§ **Stated task 1**: In the article below about Steven Stamkos, what reasons does Stamkos give for wanting to stay in Tampa? Answer in one to three sentences.
§ **Stated task 2**: According to the article below about Steven Stamkos, how many goals did he have at the All-Star break, and where did that rank him in the league?
§ **Stated task 3**: Write a continuation of the article below about Steven Stamkos and the Tampa Bay Lightning, beginning after its final sentence.

§ **Passage shown**:
Fans in Toronto have been clamoring for Stamkos to return home as a Maple Leaf in the summer of 2016, when he’s an unrestricted free agent, but at All-Star media day, the superstar center talked about "hopefully" signing an extension with Tampa this summer, a year before his contract ends.
"Yeah I think that's exactly what the plan is," Stamkos said Friday. "Obviously July 1 you can announce a deal and something hopefully similar to what [Patrick] Kane and [Jonathan] Toews did, sometime after July 1. It's a long ways away. I'm not really focused on that. We haven't really talked about that at all. We'll discuss that in the summertime, but I'm obviously very happy with where I am in Tampa. You see the team we've been able to develop the past couple of years, the ownership we have, obviously [general manager] Steve Yzerman, the coaching staff, the young nucleus of the team. I feel like the old fart at 24, all these guys coming in here, but they've played extremely well and I want to be part of it, to say I was there from the beginning to see the end result."
Stamkos and his veteran agent Don Meehan of Newport Sports Management plan to discuss his future after the season. Meehan told ESPN.com on Friday that he hasn’t had any talks yet with Yzerman, indicating that those discussions will likely wait until after the season.
"Our No. 1 priority after the season is to get Steven signed to an extension and hopefully have something to announce in and around July 1. That goes without saying, no question," Yzerman told ESPN.com Friday.
Bolts' captain gains perspective
You listen to Stamkos talk and there is something of an old soul about the young man who won’t turn 25 until early in February.
Maybe that comes from being a No. 1 draft pick. Maybe it comes from going through a tumultuous year that included a broken leg, missing out on the Sochi Olympics and being swept in the first round of the playoffs.
Maybe it comes from something called perspective.
"I think first and foremost the injury. It kind of puts things into perspective a little bit, your career as a professional athlete. How it can change in a second," Stamkos said Friday. "And then obviously missing the Olympics is the next thing. That was tough. Seeing those guys over there win a gold and knowing you should have been part of that and not knowing if you’re going to get a chance to do that again with the uncertainty of the next Olympics."
"But I think then you look back at all the hard work I was able to put in with the amazing people that helped me get back to the level I’m at today. Just get a chance to play last year and come back. I know the playoffs weren’t great for our team, but just to get that taste back in your mouth, I think that motivates you coming into this year, and obviously it’s been pretty good so far."
At the All-Star break, the Lightning are leading both the Atlantic Division and the Eastern Conference with 64 points, while Stamkos is fourth in the league with 26 goals.

§ **Records supplied**:
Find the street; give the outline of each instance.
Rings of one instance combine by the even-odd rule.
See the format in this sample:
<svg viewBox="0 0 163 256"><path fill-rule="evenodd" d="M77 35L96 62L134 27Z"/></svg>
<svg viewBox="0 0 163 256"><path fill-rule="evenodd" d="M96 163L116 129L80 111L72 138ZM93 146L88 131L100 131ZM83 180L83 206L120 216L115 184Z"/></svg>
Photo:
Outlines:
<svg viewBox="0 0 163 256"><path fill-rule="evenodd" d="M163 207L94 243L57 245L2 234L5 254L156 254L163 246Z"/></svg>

* * *

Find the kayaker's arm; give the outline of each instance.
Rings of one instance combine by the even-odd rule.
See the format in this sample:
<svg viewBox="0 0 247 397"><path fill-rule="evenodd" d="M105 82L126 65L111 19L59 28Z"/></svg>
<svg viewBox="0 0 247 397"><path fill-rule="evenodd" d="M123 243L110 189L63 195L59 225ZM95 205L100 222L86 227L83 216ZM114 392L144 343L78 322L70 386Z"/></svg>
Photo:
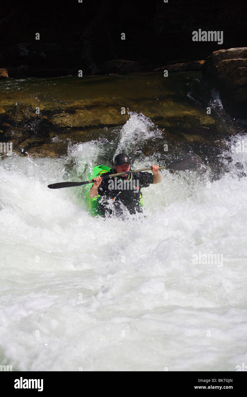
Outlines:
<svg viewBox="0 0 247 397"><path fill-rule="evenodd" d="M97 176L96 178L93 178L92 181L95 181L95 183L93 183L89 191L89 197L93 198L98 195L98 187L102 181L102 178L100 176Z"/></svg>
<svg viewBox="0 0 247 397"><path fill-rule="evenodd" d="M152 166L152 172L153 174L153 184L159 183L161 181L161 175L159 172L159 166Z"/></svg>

...

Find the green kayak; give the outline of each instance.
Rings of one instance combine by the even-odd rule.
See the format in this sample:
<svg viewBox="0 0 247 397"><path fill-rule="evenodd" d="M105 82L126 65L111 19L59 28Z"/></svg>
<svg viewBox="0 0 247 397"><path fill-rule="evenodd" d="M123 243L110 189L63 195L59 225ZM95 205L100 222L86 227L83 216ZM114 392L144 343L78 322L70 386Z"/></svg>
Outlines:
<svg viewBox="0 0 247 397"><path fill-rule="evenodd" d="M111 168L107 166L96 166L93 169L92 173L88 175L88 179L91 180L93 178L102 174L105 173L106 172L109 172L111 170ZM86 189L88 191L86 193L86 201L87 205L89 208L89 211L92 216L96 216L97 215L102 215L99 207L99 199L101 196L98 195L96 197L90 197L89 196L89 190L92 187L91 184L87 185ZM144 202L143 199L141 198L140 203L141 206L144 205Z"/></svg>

§ **Written reply 1**: Stamkos says he is very happy in Tampa because of the team that has developed over the past couple of years, the ownership, general manager Steve Yzerman, the coaching staff and the young nucleus of the team. He adds that he wants to be part of it, to say he was there from the beginning to see the end result.

§ **Written reply 2**: He had 26 goals, fourth in the league.

§ **Written reply 3**:
In November 2013, however, the dazzling Lightning forward didn’t know when or how he would come back after breaking his leg in grisly fashion against the Boston Bruins.
"Again it forces you to take a step back and really not take anything for granted," Stamkos said. "Going into that game I had a six-game goal streak, I was feeling great, our team was in first, you’re coming into Boston, that’s a tough building to play in, you’re pumped up because you know you’re going to have to be going against [Zdeno] Chara and [Patrice] Bergeron all night and the challenge of that, and then 'boom' second shift of the second period you’re getting taken off on a stretcher. I mean that opens your eyes a little bit. That makes you wonder about your career. I’d never missed a game ever in life due to injury, in junior, in the NHL, so that made me kind of sit back and realize how hard you have to work and how you can’t really take anything for granted anymore."
If the questions about how Stamkos might return have been answered, the next question is whether his young Tampa Bay Lightning are ready to use last spring’s experience when they were swept by Montreal to take another step towards a championship that has eluded the franchise since their lone Cup win in 2004.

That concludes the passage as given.